▸ Requirement:
Would you copy the entries that follow exactly, leaving out every picture?
═════ Input data
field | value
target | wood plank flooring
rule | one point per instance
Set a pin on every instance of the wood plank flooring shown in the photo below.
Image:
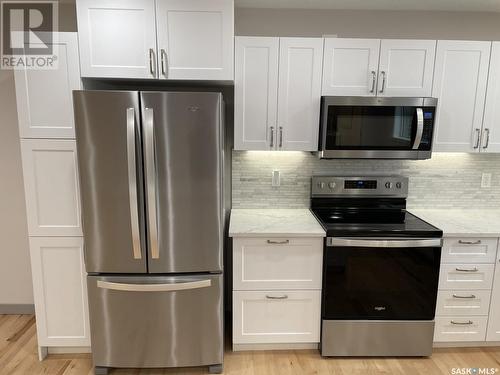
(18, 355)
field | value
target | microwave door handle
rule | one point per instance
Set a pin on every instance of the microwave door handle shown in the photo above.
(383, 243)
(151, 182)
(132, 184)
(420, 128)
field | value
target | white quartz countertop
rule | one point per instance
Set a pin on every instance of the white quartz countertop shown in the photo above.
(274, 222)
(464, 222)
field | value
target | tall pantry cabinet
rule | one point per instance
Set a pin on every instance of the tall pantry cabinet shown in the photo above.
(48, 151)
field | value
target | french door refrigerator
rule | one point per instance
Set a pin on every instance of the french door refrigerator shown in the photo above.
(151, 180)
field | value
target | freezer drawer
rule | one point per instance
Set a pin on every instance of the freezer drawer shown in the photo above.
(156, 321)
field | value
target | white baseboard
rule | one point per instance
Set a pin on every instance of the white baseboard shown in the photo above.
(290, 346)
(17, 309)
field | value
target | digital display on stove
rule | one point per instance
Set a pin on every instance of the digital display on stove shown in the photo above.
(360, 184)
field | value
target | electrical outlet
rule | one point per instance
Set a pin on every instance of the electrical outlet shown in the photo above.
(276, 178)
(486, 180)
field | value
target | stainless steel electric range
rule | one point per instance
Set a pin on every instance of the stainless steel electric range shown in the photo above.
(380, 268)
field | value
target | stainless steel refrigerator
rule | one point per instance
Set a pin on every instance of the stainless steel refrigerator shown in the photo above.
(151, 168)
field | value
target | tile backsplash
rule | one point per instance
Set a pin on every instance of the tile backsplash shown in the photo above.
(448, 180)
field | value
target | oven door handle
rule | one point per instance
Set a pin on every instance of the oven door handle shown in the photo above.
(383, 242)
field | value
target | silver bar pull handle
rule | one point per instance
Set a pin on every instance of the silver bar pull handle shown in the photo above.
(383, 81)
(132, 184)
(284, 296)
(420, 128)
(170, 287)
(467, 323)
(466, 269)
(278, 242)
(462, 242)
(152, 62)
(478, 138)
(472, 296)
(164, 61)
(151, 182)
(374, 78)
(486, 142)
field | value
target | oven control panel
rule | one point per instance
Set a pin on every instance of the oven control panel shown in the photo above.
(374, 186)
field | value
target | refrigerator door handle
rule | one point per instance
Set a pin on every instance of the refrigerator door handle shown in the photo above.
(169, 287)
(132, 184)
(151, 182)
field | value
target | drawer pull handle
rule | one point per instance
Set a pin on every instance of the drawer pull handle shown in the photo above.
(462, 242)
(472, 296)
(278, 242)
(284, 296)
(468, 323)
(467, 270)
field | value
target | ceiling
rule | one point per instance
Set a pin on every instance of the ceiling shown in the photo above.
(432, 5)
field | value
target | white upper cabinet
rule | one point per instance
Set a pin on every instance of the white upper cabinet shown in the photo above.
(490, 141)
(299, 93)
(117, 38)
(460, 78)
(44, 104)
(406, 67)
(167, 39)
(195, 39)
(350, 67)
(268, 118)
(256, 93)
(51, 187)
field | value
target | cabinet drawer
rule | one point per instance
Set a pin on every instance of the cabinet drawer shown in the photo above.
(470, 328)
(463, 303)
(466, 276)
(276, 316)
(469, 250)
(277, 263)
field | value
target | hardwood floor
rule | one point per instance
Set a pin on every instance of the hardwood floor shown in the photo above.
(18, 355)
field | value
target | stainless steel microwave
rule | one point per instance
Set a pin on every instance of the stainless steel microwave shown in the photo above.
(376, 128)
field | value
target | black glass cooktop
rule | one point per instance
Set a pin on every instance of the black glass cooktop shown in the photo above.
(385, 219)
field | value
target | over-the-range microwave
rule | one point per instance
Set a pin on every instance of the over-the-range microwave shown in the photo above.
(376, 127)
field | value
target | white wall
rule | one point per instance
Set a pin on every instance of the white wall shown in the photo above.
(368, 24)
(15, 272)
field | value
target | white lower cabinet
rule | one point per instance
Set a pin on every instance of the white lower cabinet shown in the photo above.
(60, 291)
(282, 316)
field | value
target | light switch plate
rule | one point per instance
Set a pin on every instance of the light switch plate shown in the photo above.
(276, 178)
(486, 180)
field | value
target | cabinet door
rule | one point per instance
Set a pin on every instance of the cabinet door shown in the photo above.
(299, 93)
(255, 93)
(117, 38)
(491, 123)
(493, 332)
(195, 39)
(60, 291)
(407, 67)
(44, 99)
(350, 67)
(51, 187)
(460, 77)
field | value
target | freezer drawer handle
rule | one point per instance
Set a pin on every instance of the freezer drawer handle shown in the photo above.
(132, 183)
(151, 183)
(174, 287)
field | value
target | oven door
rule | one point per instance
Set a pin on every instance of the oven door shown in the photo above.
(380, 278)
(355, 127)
══════════
▸ Solution for this problem:
field | value
target | wood plank flooring
rule | one point per instance
Set a pin on every instance of the wood plank flooring shown in the photo below.
Image:
(18, 355)
field | value
target | microwave door handle
rule | one point per instance
Set a pin on every instance of the microwave door handle shown in the photo above.
(383, 243)
(151, 182)
(132, 184)
(420, 128)
field | value
target | white quartz countertop
rule | one point per instance
Set a pin on every instance of the white quartz countertop shown in the photo above.
(274, 222)
(464, 222)
field | value
target | tall pantry cabinet
rule | one point per instance
Set a pin on every instance of the tall pantry cabinet shown in the photo above.
(48, 151)
field | value
target | french door refrigerator
rule | one point per instance
Set a pin on every instance of the french door refrigerator shown in the photo above.
(151, 180)
field | value
target | freezer drawer
rule | one point per instance
Set a pin on every instance of the freezer drawer shown in the photo above.
(156, 321)
field | value
target | white baseboard
rule | one point per instance
Set a pin on every instance of the white baseboard shown in the photo above.
(290, 346)
(17, 309)
field | value
target | digital display on stove
rule | one point per instance
Set a pin on every instance of the digital display on stove shown in the photo above.
(360, 184)
field | value
target | electrical outlet
rule | one point per instance
Set a pin on every instance of the electrical outlet shown in the photo above.
(276, 178)
(486, 180)
field | value
target | stainless steel electric range
rule | one point per instance
Set a pin on every instance of the stainless steel electric range shown in the photo above.
(380, 268)
field | value
target | stainless steel refrigerator
rule | one point per instance
Set a pin on every instance of the stainless steel refrigerator shown in the photo above.
(151, 168)
field | value
target | tile backsplash
rule | one point per instance
Set a pin on every instance of the tile backsplash shown in the photo above.
(448, 180)
field | value
target | oven door handle
rule | one point per instance
Set a pin on every instance of the oven door handle shown in the photo above.
(383, 242)
field | value
target | silver bar pull handle
rule | one point per instance
Set a pin on every instance of the silver bar pull handle shown in the photo above.
(383, 81)
(132, 184)
(284, 296)
(420, 128)
(170, 287)
(467, 323)
(466, 269)
(278, 242)
(462, 242)
(152, 62)
(478, 138)
(472, 296)
(164, 61)
(151, 182)
(374, 78)
(486, 142)
field | value
target | oven control panel
rule | one point per instance
Set a pin on every instance of the oven control panel shown in the photo above.
(374, 186)
field | value
target | refrigerator door handle
rule | one point per instance
Set a pin on every instance of the refrigerator door handle shown in the photo above.
(169, 287)
(132, 184)
(151, 182)
field | value
target | drawer pull handle
rule | one point per instance
Set a pin on every instance of the drawer pull handle shown in the photo above.
(462, 242)
(472, 296)
(278, 242)
(284, 296)
(468, 323)
(467, 270)
field | value
target | ceiling
rule | one point per instance
Set a pin on every instance of the ceiling shown in the photo above.
(432, 5)
field | value
target | white upper cabinet
rule | one point per instance
Set a pin on every instance of the white upper cabinet shown in the photo above.
(490, 141)
(299, 93)
(117, 38)
(460, 78)
(44, 104)
(406, 67)
(167, 39)
(195, 39)
(350, 67)
(268, 118)
(256, 93)
(51, 187)
field | value
target | cabinet drawer
rule | one point per instance
Set a pin on every instance of the cabinet drawer shown in the photo above.
(470, 328)
(463, 303)
(466, 276)
(276, 316)
(469, 250)
(277, 263)
field | value
target | hardwood floor
rule | one point per instance
Set a pin on every instance of the hardwood floor shown in the photo above.
(18, 355)
field | value
target | stainless steel microwave
rule | one point per instance
Set a pin on every instance of the stainless steel microwave shown in the photo above.
(376, 128)
field | value
target | black glass cooktop
rule | one point per instance
Set a pin on every instance of the black glass cooktop shown in the photo above.
(385, 219)
field | value
target | over-the-range microwave
rule | one point per instance
Set a pin on every instance of the over-the-range microwave shown in the photo above.
(376, 127)
field | value
target | white wall
rule | one point per instance
Set a pin on every instance of the white wall shown in the photo above.
(368, 24)
(15, 272)
field | value
target | white lower cabinet
rule | one point per instance
Set a pin on every instance of the white lower cabinet shown in the photo above.
(60, 291)
(282, 316)
field | value
target | light switch plate
rule | one point per instance
Set a pin on every instance of the light switch plate shown in the photo above.
(276, 178)
(486, 180)
field | value
target | cabinet door
rule | one point per instance
Set a pin on every instance of the cabinet door shown in the photo above.
(299, 93)
(255, 93)
(117, 38)
(491, 123)
(493, 332)
(195, 39)
(60, 291)
(407, 67)
(44, 99)
(350, 67)
(51, 187)
(460, 77)
field | value
target | freezer drawer handle
rule | one point per instance
Set a pin on every instance of the freezer drawer handle shown in the photo above.
(132, 183)
(151, 183)
(174, 287)
field | value
target | oven door
rule | one point per instance
Set a pin on every instance of the oven door shown in the photo above.
(380, 278)
(355, 127)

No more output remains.